BEGIN Material supplied

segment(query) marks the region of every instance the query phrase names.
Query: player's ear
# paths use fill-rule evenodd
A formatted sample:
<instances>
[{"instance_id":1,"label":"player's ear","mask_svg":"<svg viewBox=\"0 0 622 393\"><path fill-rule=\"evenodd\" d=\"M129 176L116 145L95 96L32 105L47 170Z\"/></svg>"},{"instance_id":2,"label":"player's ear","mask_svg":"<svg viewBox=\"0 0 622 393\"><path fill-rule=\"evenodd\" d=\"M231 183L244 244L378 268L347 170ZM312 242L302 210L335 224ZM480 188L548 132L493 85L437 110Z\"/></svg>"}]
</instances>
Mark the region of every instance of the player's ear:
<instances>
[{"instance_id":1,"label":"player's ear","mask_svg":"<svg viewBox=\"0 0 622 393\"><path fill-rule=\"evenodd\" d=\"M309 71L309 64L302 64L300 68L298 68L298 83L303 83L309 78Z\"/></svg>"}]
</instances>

END Material supplied

• [Work task]
Output the entries verbatim.

• [Problem solution]
segment(query) marks the region of every instance the query phrase names.
Query: player's ear
# paths use fill-rule evenodd
A formatted sample:
<instances>
[{"instance_id":1,"label":"player's ear","mask_svg":"<svg viewBox=\"0 0 622 393\"><path fill-rule=\"evenodd\" d=\"M129 176L116 145L95 96L32 105L47 170Z\"/></svg>"},{"instance_id":2,"label":"player's ear","mask_svg":"<svg viewBox=\"0 0 622 393\"><path fill-rule=\"evenodd\" d=\"M231 183L244 244L378 268L347 170ZM312 242L302 210L335 224ZM480 188L548 132L493 85L437 110Z\"/></svg>"}]
</instances>
Mark the region of every instance of the player's ear:
<instances>
[{"instance_id":1,"label":"player's ear","mask_svg":"<svg viewBox=\"0 0 622 393\"><path fill-rule=\"evenodd\" d=\"M309 71L309 64L302 64L300 68L298 68L298 83L303 83L309 78Z\"/></svg>"}]
</instances>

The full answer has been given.